Detection annotation records:
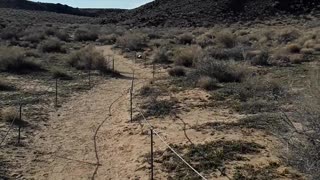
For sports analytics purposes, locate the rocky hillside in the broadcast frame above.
[0,0,95,16]
[118,0,320,26]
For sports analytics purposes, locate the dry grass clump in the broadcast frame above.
[178,33,194,44]
[195,57,248,83]
[197,76,218,91]
[98,34,118,45]
[216,30,237,48]
[174,46,202,67]
[168,66,186,77]
[39,38,66,53]
[116,33,147,51]
[68,46,111,73]
[51,68,72,80]
[1,107,19,123]
[0,47,43,73]
[74,29,99,41]
[286,44,302,53]
[153,48,172,64]
[301,48,315,54]
[0,79,14,91]
[277,28,301,44]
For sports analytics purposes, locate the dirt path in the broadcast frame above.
[26,46,151,179]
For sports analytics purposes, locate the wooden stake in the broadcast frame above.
[150,129,153,180]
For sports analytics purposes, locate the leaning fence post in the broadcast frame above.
[130,71,134,122]
[18,103,22,144]
[150,128,153,180]
[55,78,58,107]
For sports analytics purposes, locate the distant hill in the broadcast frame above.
[0,0,96,16]
[118,0,320,26]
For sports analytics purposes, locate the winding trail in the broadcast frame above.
[23,46,152,179]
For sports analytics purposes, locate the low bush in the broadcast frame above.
[197,76,218,91]
[178,33,193,44]
[51,68,73,80]
[39,38,66,53]
[195,57,247,82]
[68,46,112,73]
[0,47,43,73]
[116,33,147,51]
[216,31,237,48]
[174,46,202,67]
[153,48,172,64]
[74,29,99,41]
[168,67,186,77]
[0,79,14,91]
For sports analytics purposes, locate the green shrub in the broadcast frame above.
[178,33,193,44]
[168,67,186,77]
[39,38,66,53]
[74,29,99,41]
[216,31,237,48]
[153,48,172,64]
[68,46,112,73]
[116,33,147,51]
[174,46,202,67]
[51,68,73,80]
[195,57,247,82]
[0,47,43,73]
[197,76,218,91]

### Given problem
Reproduce the items word for word, beginning with the line that contains "For sports analytics purposes, locate the green" and continuing through the last line of the items.

### Response
For sports analytics purposes, locate the green shrub in the broadcast frame above.
[178,33,193,44]
[168,67,186,77]
[39,38,66,53]
[74,29,99,41]
[216,31,237,48]
[153,48,172,64]
[68,46,112,73]
[116,33,147,51]
[174,46,202,67]
[51,68,73,80]
[195,57,247,82]
[0,47,43,73]
[197,76,218,91]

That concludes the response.